SUPPLIED DATA >>
============

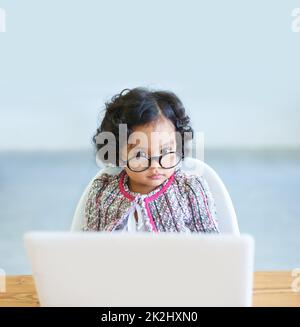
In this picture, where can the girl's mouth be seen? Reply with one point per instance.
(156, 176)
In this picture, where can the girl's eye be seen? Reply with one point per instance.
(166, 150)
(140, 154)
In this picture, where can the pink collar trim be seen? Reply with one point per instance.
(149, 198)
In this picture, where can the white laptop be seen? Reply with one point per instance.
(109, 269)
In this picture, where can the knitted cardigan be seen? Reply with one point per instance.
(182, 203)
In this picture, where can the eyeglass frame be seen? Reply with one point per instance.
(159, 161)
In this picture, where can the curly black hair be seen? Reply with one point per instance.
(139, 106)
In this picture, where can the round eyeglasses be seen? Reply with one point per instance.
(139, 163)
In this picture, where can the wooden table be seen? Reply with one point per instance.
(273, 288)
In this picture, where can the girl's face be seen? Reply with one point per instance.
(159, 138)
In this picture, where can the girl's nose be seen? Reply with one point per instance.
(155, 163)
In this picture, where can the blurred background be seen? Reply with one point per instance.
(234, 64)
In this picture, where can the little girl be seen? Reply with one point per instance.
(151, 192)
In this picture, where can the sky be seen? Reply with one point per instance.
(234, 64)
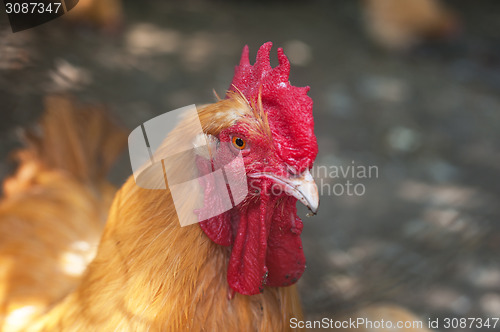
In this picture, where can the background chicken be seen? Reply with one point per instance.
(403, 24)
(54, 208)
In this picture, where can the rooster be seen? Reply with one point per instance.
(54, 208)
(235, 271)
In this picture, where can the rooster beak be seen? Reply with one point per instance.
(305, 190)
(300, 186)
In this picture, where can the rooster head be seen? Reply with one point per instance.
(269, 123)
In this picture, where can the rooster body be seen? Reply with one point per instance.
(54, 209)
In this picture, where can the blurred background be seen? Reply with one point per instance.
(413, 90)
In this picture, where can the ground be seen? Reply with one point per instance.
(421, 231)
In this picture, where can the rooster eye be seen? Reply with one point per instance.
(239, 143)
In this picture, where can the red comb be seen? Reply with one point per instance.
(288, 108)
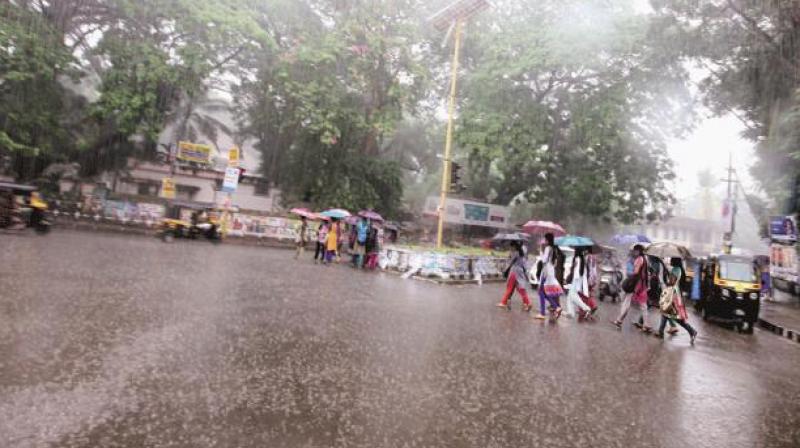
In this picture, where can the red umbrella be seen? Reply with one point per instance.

============

GIVEN INSTRUCTION >> Output every line of the data above as a JSON list of strings, one string per line, with blank lines omitted. Leave the pictures out.

TASK OUTPUT >>
[
  "In this picture, where can the girl's mouth be seen? Reply with one point per instance.",
  "(156, 176)",
  "In this picture, where can the girl's eye be seen? Reply with one point per instance.",
  "(166, 150)",
  "(140, 154)",
  "In this picture, where can the pink collar trim be seen? Reply with one point per instance.",
  "(149, 198)",
  "In this picture, where can the white laptop be seen? Reply with one point per instance.",
  "(109, 269)",
  "In this picture, where can the knitted cardigan be seen? Reply with one point per instance.",
  "(182, 203)",
  "In this picture, where can the eyeglass frame be seen? Reply with one point per instance.",
  "(159, 161)",
  "In this picture, where can the curly black hair be seen? Reply with one point per instance.",
  "(139, 106)",
  "In this picture, where can the round eyeglasses be seen? Reply with one point per instance.",
  "(139, 163)",
  "In this picture, where can the wooden table be seen? Reply with one point per instance.",
  "(273, 288)",
  "In this picture, where can the girl's face be seen? Reply with one point per instance.",
  "(159, 138)",
  "In this picture, where can the girl's nose be seen? Reply with one point per instance.",
  "(155, 163)",
  "In this picture, where can the blurred background be seen? Reply with one point per instance.",
  "(234, 64)",
  "In this picture, where can the little girl be seen? Reply with one point per instance.",
  "(151, 192)",
  "In this picture, where can the sky be seen? Reply with one point per instance.",
  "(234, 64)",
  "In this picture, where can the background chicken be seen? Reply with one point per instance.",
  "(403, 24)",
  "(54, 208)",
  "In this picture, where can the rooster be seen? Reply with one point per instance.",
  "(54, 208)",
  "(235, 271)",
  "In this picture, where can the rooster beak be seen? Reply with one point per instance.",
  "(305, 190)",
  "(300, 186)",
  "In this picture, where can the rooster head be seen? Reply with one point per instance.",
  "(269, 123)",
  "In this picture, where can the rooster body be seen? Reply with one point per instance.",
  "(54, 209)",
  "In this picture, where can the blurred background be seen? Reply with one point per instance.",
  "(413, 90)",
  "In this picture, where can the ground be seen? Reply with one point per instance.",
  "(421, 231)",
  "In this picture, where can the rooster eye be seen? Reply with one point per instance.",
  "(239, 143)",
  "In this picture, where can the red comb be seen? Reply with one point per instance.",
  "(288, 108)",
  "In this picture, where can the red umbrella be seen? Reply with one point per instance."
]